**Entries on locating named things:**
::::

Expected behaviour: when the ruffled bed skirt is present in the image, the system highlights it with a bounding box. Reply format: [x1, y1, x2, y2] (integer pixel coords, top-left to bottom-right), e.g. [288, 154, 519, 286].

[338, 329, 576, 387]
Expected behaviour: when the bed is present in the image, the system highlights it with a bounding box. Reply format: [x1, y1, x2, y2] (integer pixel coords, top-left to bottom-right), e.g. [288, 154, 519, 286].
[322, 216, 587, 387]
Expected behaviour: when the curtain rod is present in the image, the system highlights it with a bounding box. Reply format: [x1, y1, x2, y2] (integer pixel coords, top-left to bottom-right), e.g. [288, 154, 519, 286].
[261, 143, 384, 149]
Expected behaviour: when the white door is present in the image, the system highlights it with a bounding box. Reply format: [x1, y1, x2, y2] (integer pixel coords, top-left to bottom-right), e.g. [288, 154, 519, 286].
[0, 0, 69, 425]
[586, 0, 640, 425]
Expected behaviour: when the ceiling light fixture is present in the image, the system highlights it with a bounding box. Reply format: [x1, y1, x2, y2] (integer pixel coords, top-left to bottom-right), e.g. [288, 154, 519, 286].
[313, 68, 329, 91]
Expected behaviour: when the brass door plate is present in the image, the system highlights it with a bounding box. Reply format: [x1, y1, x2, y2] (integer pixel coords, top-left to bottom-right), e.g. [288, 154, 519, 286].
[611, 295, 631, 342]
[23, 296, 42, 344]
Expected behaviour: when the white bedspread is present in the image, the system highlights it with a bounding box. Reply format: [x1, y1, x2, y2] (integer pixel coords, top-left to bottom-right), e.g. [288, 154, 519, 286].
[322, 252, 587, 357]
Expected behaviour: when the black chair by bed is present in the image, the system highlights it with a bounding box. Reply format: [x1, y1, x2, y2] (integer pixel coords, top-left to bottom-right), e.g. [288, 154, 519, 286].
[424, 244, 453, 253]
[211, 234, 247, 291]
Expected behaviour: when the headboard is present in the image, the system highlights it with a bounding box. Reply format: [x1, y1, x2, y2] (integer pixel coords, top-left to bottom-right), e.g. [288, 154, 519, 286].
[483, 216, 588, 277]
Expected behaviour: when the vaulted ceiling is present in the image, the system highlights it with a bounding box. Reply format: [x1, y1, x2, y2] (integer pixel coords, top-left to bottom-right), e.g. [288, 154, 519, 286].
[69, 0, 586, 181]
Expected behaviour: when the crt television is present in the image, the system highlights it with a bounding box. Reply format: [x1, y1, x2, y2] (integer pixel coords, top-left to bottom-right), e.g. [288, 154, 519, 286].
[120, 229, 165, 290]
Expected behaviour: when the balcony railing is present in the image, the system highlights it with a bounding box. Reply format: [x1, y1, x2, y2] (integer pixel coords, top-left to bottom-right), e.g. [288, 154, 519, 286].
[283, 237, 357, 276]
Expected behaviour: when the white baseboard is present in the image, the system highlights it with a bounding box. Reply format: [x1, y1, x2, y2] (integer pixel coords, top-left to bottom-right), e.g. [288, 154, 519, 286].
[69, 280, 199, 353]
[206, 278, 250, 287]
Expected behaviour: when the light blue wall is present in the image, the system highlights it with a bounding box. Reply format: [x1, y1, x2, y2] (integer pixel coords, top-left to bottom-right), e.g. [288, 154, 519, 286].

::::

**The exercise:** Copy all of the lines above word for word.

**Finished answer:**
Expected behaviour: when the ruffled bed skirt is present in the image, the system highlights it with a bounding box. Reply format: [x1, y1, x2, y2] (integer pixel coords, top-left to bottom-right), e.g. [288, 154, 519, 286].

[338, 329, 576, 387]
Expected behaviour: when the bed is present in the image, the system highlights it with a bounding box. Reply format: [x1, y1, x2, y2] (integer pixel coords, top-left to bottom-right), e.g. [288, 154, 519, 286].
[322, 216, 587, 387]
Expected behaviour: when the curtain rod is present in the image, the system highlights it with a bounding box. Reply format: [x1, y1, x2, y2] (integer pixel coords, top-left to bottom-right), e.g. [288, 154, 519, 286].
[261, 143, 384, 149]
Expected behaviour: when the white door is present in the image, the system highlights it with a bounding box. Reply format: [x1, y1, x2, y2] (integer pixel coords, top-left to bottom-right), e.g. [288, 154, 519, 286].
[0, 0, 69, 425]
[586, 0, 640, 425]
Expected behaviour: when the ceiling light fixture is present in the image, the system highlights it with a bounding box. Reply format: [x1, y1, x2, y2] (integer pixel coords, top-left to bottom-right), e.g. [288, 154, 519, 286].
[313, 68, 329, 91]
Expected behaviour: when the brass door plate is present in the image, the system highlights it with a bounding box. Reply format: [x1, y1, x2, y2] (integer pixel coords, top-left to bottom-right), e.g. [288, 154, 519, 286].
[611, 295, 631, 342]
[23, 296, 42, 344]
Expected behaviour: when the white bedspread is present in the image, the system highlights it with a bounding box. Reply format: [x1, y1, x2, y2] (integer pixel coords, top-left to bottom-right), e.g. [288, 154, 519, 286].
[322, 252, 587, 357]
Expected behaviour: when the black chair by bed is present in the image, the system highlights it with a bounding box. Reply format: [x1, y1, x2, y2] (integer pixel coords, top-left to bottom-right), e.g. [288, 154, 519, 286].
[424, 244, 453, 253]
[211, 234, 247, 291]
Expected behaviour: when the headboard is present in the image, the system highlights it with a bounding box. Reply format: [x1, y1, x2, y2] (integer pixel coords, top-left to bottom-right), e.g. [288, 154, 519, 286].
[483, 216, 588, 277]
Expected behaviour: when the vaulted ceiling is present in the image, the system highlights it with a bounding box. Reply format: [x1, y1, x2, y2] (integer pixel coords, top-left to bottom-right), e.g. [288, 154, 519, 286].
[69, 0, 586, 181]
Expected behaviour: when the crt television is present in the image, the system highlights it with a bounding box. Reply format: [x1, y1, x2, y2] (integer pixel coords, top-left to bottom-right), e.g. [288, 154, 519, 286].
[120, 229, 165, 290]
Expected behaviour: when the balcony railing is present in the image, the system highlights it with a bounding box. Reply format: [x1, y1, x2, y2] (integer pixel coords, top-left to bottom-right), e.g. [288, 154, 519, 286].
[283, 237, 357, 276]
Expected behaviour: when the white baseboard is present in the image, the system highlights it with a bounding box. Reply format: [x1, y1, x2, y2] (integer pixel coords, top-left to bottom-right), e.g. [288, 154, 519, 286].
[69, 280, 199, 353]
[206, 278, 250, 287]
Expected behaviour: when the light blue wall is present in the image, the system highlights it with a bounding box. Reply format: [x1, y1, x2, y2] (integer pixel coords, top-left to bottom-right), e.g. [288, 154, 519, 286].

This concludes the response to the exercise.